### DATA FOR THE TASK

************

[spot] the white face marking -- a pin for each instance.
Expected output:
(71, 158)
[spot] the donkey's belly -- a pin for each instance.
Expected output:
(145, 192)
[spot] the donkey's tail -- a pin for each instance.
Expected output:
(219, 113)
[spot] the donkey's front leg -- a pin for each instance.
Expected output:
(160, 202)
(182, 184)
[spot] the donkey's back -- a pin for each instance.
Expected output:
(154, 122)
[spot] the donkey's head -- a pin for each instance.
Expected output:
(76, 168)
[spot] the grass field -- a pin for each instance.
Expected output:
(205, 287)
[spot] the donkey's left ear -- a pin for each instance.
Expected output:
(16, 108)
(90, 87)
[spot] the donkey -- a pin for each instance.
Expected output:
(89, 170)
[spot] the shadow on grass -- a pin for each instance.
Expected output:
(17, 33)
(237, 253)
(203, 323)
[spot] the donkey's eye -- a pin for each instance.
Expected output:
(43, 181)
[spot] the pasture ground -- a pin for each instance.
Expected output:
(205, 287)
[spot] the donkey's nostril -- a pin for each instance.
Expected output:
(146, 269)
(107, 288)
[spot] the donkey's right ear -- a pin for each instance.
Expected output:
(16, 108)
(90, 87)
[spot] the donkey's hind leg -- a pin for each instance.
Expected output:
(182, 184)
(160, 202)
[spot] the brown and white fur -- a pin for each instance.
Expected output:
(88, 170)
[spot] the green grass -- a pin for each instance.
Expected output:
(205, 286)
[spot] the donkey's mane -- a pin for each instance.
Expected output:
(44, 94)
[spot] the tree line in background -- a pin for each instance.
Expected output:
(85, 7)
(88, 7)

************

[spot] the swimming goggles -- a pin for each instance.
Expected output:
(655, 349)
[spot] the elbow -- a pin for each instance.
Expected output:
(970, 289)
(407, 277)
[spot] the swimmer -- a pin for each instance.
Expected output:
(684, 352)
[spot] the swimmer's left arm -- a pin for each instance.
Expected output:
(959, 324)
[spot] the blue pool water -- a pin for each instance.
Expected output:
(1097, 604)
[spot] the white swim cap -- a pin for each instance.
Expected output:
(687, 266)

************

### YOUR INSTRUCTIONS
Please count the lines above that contain the string "left", matching case exactly, and reply with only the number.

### RESPONSE
2